## Exercise A
Decide whether each statement below agrees with the review of the Spirit rules that comes before the data: (i) Spirit points are rolled at character creation; (ii) spirits in TERRADAENIME see everything clearly; (iii) talking to wandering spirits requires 4 ranks or more in specific skills. Answer yes or no for each and quote the words of the review that decide it.
## Exercise B
Carry on the review of the Spirit rules, which comes before the data, starting after its final sentence.

After that is “Forms of the Spirit”. Do you vaguely remember how we had to roll Spirit points at character creation? This is one of their two uses and boy is it both useless and sure to grind your game session to a halt. Suddenly, despite there being literally 28 pages of story and setting detail we’re told that there is now an entire realm of spirits where people do spirit battle. This has never, ever come up before and the name of this dimension is TERRADAENIME and is written exactly like that with the bold and all caps.

TERRADAENIME in addition to sounding like “Earths Big Anime” is where your spirit is free to wander around if you cut it loose or if you die. This section just haphazardly notes that Heaven is real since your soul goes there after going to TERRADAENIME so what in the blue-blazes are the 8 circles and Sheol and all that junk? This sort of derails the entire setting and then Obsidian further notes that the Hells need souls from this dimension to cross over their followers even though the current setting exists because they already did that.


TERRADAENIME

Ok, fine, so what do we get for interacting with TERRADAENIME? Not a whole lot as it turns out. First, to even go to it you either need to die or specialize your character to specifically interacting with it, which means unless you had a total party wipe to something most of your table will be sitting around twiddling their thumbs while one person does stuff there. You can travel freely through walls and see… nothing really the game notes everything is blurry and distorted. You can also talk to other wandering spirits here but you need 4 ranks or more in specific skills to even be able to talk to them and interpreting it can require, other, different skills.

Even better, despite being allowed to, rather easily, build a character intended to do this at character creation the game explicitly notes that your characters shouldn’t know this exists at all unless they have again, high ranks in another different skill. That’s right, you can build a character to do exactly one thing in the game and then be told you can’t do it all due to game fiat of your character not knowing that they can, despite having the skills to do so. It gets even worse, because Spirit is a random roll at chargen so even if you build a character explicitly to do this one game mechanic, you could be terrible at it since you rolled poorly.

## Rows
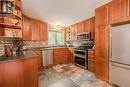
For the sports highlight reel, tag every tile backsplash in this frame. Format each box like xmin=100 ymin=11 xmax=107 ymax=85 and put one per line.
xmin=23 ymin=41 xmax=48 ymax=49
xmin=0 ymin=38 xmax=48 ymax=56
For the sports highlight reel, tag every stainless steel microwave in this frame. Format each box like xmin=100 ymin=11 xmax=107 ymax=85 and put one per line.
xmin=77 ymin=32 xmax=91 ymax=40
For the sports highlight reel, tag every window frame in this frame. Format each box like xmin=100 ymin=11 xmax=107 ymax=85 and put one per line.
xmin=48 ymin=30 xmax=64 ymax=46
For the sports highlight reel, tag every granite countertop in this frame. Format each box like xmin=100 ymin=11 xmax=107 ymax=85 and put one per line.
xmin=0 ymin=50 xmax=37 ymax=63
xmin=24 ymin=46 xmax=75 ymax=51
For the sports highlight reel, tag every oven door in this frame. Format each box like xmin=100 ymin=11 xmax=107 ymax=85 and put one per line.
xmin=75 ymin=56 xmax=87 ymax=69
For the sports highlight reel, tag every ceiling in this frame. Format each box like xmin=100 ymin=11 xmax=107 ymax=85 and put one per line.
xmin=22 ymin=0 xmax=110 ymax=26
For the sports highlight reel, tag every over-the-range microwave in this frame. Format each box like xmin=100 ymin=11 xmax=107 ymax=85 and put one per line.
xmin=77 ymin=32 xmax=91 ymax=40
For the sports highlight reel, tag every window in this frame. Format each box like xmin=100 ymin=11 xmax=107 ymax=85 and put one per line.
xmin=48 ymin=31 xmax=64 ymax=46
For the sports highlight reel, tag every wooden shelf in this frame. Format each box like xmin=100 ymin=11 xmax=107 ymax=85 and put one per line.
xmin=0 ymin=23 xmax=21 ymax=29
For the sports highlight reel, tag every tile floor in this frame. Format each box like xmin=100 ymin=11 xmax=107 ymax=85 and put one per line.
xmin=39 ymin=64 xmax=111 ymax=87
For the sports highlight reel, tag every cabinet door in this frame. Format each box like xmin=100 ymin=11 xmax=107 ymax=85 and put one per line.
xmin=95 ymin=26 xmax=109 ymax=81
xmin=53 ymin=48 xmax=68 ymax=64
xmin=31 ymin=20 xmax=40 ymax=40
xmin=95 ymin=3 xmax=110 ymax=26
xmin=22 ymin=16 xmax=31 ymax=40
xmin=77 ymin=22 xmax=84 ymax=33
xmin=23 ymin=58 xmax=38 ymax=87
xmin=39 ymin=22 xmax=48 ymax=41
xmin=90 ymin=17 xmax=95 ymax=40
xmin=68 ymin=49 xmax=74 ymax=63
xmin=74 ymin=24 xmax=78 ymax=36
xmin=84 ymin=19 xmax=91 ymax=32
xmin=110 ymin=0 xmax=129 ymax=24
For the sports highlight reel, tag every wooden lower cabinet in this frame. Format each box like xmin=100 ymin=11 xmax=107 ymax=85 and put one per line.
xmin=0 ymin=58 xmax=38 ymax=87
xmin=35 ymin=51 xmax=43 ymax=70
xmin=88 ymin=49 xmax=95 ymax=73
xmin=95 ymin=26 xmax=109 ymax=82
xmin=53 ymin=48 xmax=69 ymax=64
xmin=68 ymin=48 xmax=74 ymax=63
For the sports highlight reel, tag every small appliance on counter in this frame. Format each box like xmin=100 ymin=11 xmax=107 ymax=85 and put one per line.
xmin=77 ymin=32 xmax=91 ymax=41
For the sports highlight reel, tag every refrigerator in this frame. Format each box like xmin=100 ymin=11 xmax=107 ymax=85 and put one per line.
xmin=109 ymin=24 xmax=130 ymax=87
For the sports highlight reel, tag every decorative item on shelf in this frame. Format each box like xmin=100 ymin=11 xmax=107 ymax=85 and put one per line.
xmin=10 ymin=19 xmax=19 ymax=25
xmin=0 ymin=0 xmax=15 ymax=16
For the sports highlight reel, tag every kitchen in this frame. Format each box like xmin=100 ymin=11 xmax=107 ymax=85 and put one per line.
xmin=0 ymin=0 xmax=130 ymax=87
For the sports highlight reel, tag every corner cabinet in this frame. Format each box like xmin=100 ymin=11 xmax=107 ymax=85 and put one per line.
xmin=110 ymin=0 xmax=130 ymax=24
xmin=95 ymin=26 xmax=109 ymax=82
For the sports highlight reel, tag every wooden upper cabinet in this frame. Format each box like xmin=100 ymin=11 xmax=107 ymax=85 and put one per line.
xmin=95 ymin=26 xmax=109 ymax=81
xmin=22 ymin=16 xmax=31 ymax=40
xmin=31 ymin=20 xmax=40 ymax=40
xmin=95 ymin=3 xmax=110 ymax=26
xmin=110 ymin=0 xmax=130 ymax=24
xmin=73 ymin=24 xmax=78 ymax=36
xmin=84 ymin=19 xmax=91 ymax=32
xmin=77 ymin=21 xmax=84 ymax=33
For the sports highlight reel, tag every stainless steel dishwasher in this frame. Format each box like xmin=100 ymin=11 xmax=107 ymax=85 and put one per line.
xmin=42 ymin=49 xmax=53 ymax=66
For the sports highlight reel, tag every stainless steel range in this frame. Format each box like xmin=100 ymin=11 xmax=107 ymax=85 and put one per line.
xmin=74 ymin=41 xmax=93 ymax=69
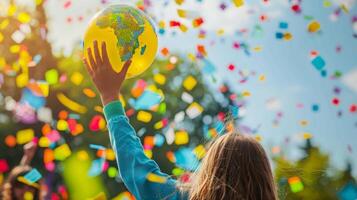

## Reply A
(i) Yes: "we had to roll Spirit points at character creation"
(ii) No: "the game notes everything is blurry and distorted"
(iii) Yes: "you need 4 ranks or more in specific skills to even be able to talk to them"

## Reply B
Oh I lied, no this is the worse part, if you die in spirit form you die forever. Every hour in spirit form takes one point of spirit, going to 0 kills you. Corporations have technology to scan for and spot Spirits to prevent corporate espionage this way. Spirit combat is crazy deadly only for player characters*. Your spirit glows brilliant and bright while in TERRADAENIME and all demons and evil spirits can see it from everywhere else in the world and target you.

With Spirit score being a total disappointment we move onto that Humanity score from character creation. This system isn’t anywhere near as terrible, but there isn’t much reason to ever interact with it. The only thing that lowers your humanity rating are cybernetic parts, and you don’t have any penalties as long as you stay about 15 humanity, which is more than enough to install most useful cybernetics. This is really good because the first penalty you take is a 1 rank loss to mind and a 1 point loss in Spirit which unless you invested in the Mind Attribute is instant death for 1/3rd of all characters at character creation due to Spirit loss.


There are no brick buildings in this setting, so where is this?

Abruptly we shift over to the Portals of Hell, which is mostly just flavor and justification for how demons summon more demons to Earth to provide specific, ambient, boss chamber locations. Every portal has to have a guardian or it collapses, every portal can only be initially opened by a different special type of demon. Portals require constant maintenance so you need a set location to have it in. The rules for this are extremely specific and detailed, you could run an entire campaign playing Demon Portal Actuary and balancing your spirits and sacrifices checkbook.

After that it’s Terror Ratings, which we already covered with Lilith Kapital although I found out if your humanity is low enough you become flat out immune to them. Good thing for Lilith the only people who can survive to that depth of humanity score don’t exist as written in the game since it requires a PC specifically geared up to do it without dying due to Spirit loss and, even if they survive to that level, they explicitly can’t form memories and are in constant catatonic fugue devoid of human thought processes so she can just wait for them to starve or forget to breathe.

If you thought this chapter was surely done by now, look at how wrong you are. Instead it closes out with four paragraphs, each on how to install different parts into cars, buildings, and people and the general rules for that. Why this isn’t in the section about those items which is two chapters away from here is probably because Obsidian really wants you to enjoy the time you spend flipping pages in a book desperately looking for the information you need.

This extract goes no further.